---------- Records to use

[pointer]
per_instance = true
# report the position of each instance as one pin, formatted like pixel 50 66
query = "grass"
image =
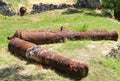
pixel 90 52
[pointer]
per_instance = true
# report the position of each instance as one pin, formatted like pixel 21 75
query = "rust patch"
pixel 46 57
pixel 57 36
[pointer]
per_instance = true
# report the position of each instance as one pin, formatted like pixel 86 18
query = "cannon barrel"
pixel 56 36
pixel 43 56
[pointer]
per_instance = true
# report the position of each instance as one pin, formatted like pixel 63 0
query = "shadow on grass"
pixel 11 73
pixel 29 61
pixel 72 11
pixel 93 13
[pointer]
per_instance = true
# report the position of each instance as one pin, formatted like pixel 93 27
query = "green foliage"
pixel 111 4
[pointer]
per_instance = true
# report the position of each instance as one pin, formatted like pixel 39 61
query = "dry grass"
pixel 52 1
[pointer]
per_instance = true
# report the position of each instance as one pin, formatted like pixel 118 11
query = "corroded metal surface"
pixel 22 11
pixel 55 36
pixel 43 56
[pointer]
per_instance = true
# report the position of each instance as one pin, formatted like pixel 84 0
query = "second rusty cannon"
pixel 41 55
pixel 55 36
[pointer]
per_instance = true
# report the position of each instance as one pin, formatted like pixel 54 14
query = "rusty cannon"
pixel 43 56
pixel 56 36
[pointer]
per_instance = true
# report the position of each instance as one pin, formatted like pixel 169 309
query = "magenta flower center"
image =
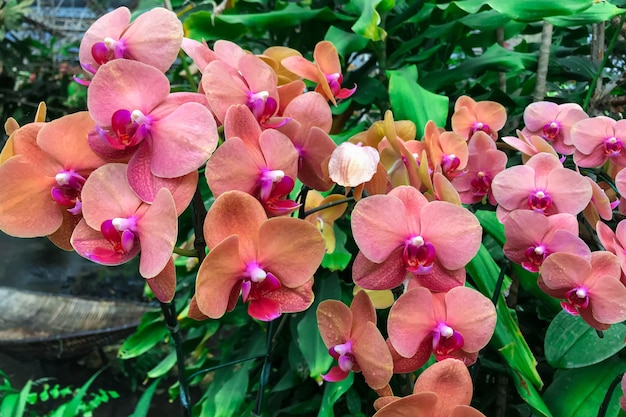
pixel 445 341
pixel 418 255
pixel 576 298
pixel 481 127
pixel 67 190
pixel 121 233
pixel 612 146
pixel 110 49
pixel 539 201
pixel 256 282
pixel 481 184
pixel 535 256
pixel 550 130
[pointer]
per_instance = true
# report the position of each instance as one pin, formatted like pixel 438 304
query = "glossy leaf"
pixel 410 101
pixel 572 343
pixel 580 392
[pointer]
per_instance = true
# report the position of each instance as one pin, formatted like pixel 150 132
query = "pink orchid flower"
pixel 263 164
pixel 326 71
pixel 154 38
pixel 44 178
pixel 444 389
pixel 470 117
pixel 485 161
pixel 456 324
pixel 354 340
pixel 430 242
pixel 117 225
pixel 597 140
pixel 589 288
pixel 138 118
pixel 269 262
pixel 553 123
pixel 531 237
pixel 542 185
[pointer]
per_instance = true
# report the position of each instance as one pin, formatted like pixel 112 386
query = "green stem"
pixel 607 53
pixel 325 206
pixel 169 313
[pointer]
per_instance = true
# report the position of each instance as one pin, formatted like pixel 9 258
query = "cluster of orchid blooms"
pixel 110 183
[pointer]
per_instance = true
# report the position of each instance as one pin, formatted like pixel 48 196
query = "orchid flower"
pixel 326 71
pixel 430 242
pixel 542 185
pixel 154 38
pixel 456 324
pixel 444 389
pixel 354 340
pixel 553 123
pixel 164 135
pixel 269 262
pixel 117 224
pixel 470 117
pixel 589 288
pixel 44 178
pixel 531 237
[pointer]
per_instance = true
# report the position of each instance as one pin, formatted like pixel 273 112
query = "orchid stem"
pixel 609 393
pixel 169 313
pixel 327 205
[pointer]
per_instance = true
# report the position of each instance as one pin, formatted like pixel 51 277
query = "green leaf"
pixel 571 343
pixel 495 58
pixel 164 366
pixel 143 340
pixel 345 42
pixel 580 392
pixel 340 258
pixel 143 405
pixel 308 336
pixel 534 10
pixel 410 101
pixel 333 391
pixel 367 23
pixel 598 12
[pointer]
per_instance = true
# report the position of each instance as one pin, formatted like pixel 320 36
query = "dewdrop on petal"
pixel 351 165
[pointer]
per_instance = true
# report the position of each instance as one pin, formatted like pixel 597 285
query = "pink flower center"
pixel 481 127
pixel 535 255
pixel 550 131
pixel 445 341
pixel 539 201
pixel 481 184
pixel 121 233
pixel 612 146
pixel 418 255
pixel 110 49
pixel 256 282
pixel 67 190
pixel 576 298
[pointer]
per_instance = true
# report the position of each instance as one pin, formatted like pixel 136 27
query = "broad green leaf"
pixel 495 58
pixel 533 10
pixel 367 23
pixel 410 101
pixel 333 391
pixel 345 42
pixel 143 340
pixel 309 339
pixel 580 392
pixel 205 25
pixel 598 12
pixel 571 343
pixel 164 366
pixel 143 405
pixel 485 271
pixel 340 258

--------------------

Action item — Give back the lines word for word, from the very first in the material above to the one that has "pixel 21 75", both included, without the pictures.

Written reply —
[pointer]
per_instance = true
# report the position of each instance as one pin, formatted like pixel 50 66
query = "grass"
image =
pixel 90 52
[pointer]
per_instance = true
# report the position of each instance as one pin, formatted like pixel 21 75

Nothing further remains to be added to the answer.